-- Entries provided --
════════
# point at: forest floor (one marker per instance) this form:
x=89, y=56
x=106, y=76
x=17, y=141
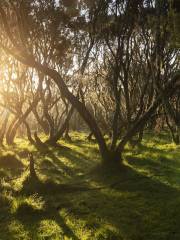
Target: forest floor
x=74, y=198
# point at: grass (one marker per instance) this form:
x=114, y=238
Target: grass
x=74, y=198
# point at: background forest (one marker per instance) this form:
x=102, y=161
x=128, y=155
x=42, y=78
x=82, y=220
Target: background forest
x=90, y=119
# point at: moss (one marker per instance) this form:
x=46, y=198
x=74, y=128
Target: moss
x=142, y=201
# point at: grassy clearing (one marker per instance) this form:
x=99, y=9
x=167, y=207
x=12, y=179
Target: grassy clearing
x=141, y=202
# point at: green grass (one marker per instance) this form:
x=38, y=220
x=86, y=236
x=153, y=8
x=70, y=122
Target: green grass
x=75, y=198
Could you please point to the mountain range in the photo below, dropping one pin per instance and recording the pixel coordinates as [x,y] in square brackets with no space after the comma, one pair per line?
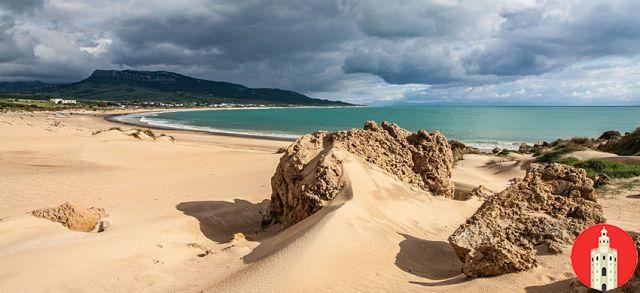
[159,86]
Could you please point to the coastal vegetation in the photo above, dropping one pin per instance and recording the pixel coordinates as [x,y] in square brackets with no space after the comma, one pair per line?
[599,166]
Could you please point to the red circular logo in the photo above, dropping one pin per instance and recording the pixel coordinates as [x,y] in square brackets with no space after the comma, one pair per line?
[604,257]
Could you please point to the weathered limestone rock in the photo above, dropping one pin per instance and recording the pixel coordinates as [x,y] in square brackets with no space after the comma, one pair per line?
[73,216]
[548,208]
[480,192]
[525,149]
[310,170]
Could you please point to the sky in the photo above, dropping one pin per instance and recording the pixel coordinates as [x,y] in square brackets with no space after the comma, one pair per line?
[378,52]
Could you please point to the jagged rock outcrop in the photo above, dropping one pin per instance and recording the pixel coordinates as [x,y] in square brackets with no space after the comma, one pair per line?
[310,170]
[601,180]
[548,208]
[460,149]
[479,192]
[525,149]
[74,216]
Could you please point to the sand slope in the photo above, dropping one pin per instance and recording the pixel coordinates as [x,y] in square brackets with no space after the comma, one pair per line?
════════
-- Exercise task --
Copy everything in the records above except the pictures, exactly as written.

-- Reply to the exercise --
# point at: forest floor (one marker per instance) this form:
x=89, y=56
x=106, y=76
x=17, y=141
Target: forest floor
x=74, y=198
# point at: grass (one marker per instance) this form:
x=114, y=238
Target: grass
x=74, y=198
# point at: background forest (one marker per instance) this form:
x=102, y=161
x=128, y=155
x=42, y=78
x=82, y=220
Target: background forest
x=90, y=119
# point at: moss (one marker per instance) this form:
x=46, y=198
x=74, y=128
Target: moss
x=142, y=201
# point at: grassy clearing (one marker per instance) this form:
x=99, y=9
x=167, y=207
x=12, y=179
Target: grassy clearing
x=141, y=202
# point at: green grass (one marker per instance) this form:
x=38, y=220
x=86, y=236
x=153, y=8
x=70, y=122
Target: green grass
x=75, y=198
Could you please point to the mountain range in the photo below, dropping one pin per instance and recording the pixel coordinates as [x,y] in square brackets with no space after the comma, one pair per line?
[159,86]
Could you please point to the coastal vegetation in the photo above, dropping one pin per instance and recording the pixel coordinates as [x,y] in square brackets with no space after the comma, one pair per line?
[599,166]
Could you please point to the red circular logo in the photo above, dropping one pin per instance and recording the pixel coordinates as [x,y] in square brackets with no space after the comma, one pair per line?
[604,257]
Could you please point to the weathered limestone rock in the photo above, dropping one pin per instance and recording the pixel coordinates as [x,y] in square brackets with no space after the comma, one pair per line?
[73,216]
[548,208]
[480,192]
[525,149]
[310,170]
Could you please point to the sky in the photo above, dropping one pin per instance and recording the pixel coordinates as [x,y] in square brackets with no space after the comma, one pair per line?
[378,52]
Could you please point to the jagged rock outcrop in the photo above, dropping one pin per instance and recording the pixel coordinates as [x,y] in square brackets with no space after the comma, one pair per line?
[310,170]
[601,180]
[548,208]
[460,149]
[479,192]
[525,149]
[74,216]
Could you please point to the sand slope in the photo above, dropping one pin per instance and recording the pixel coordinates as [x,y] in square brackets with no space after the comma, one pair per line?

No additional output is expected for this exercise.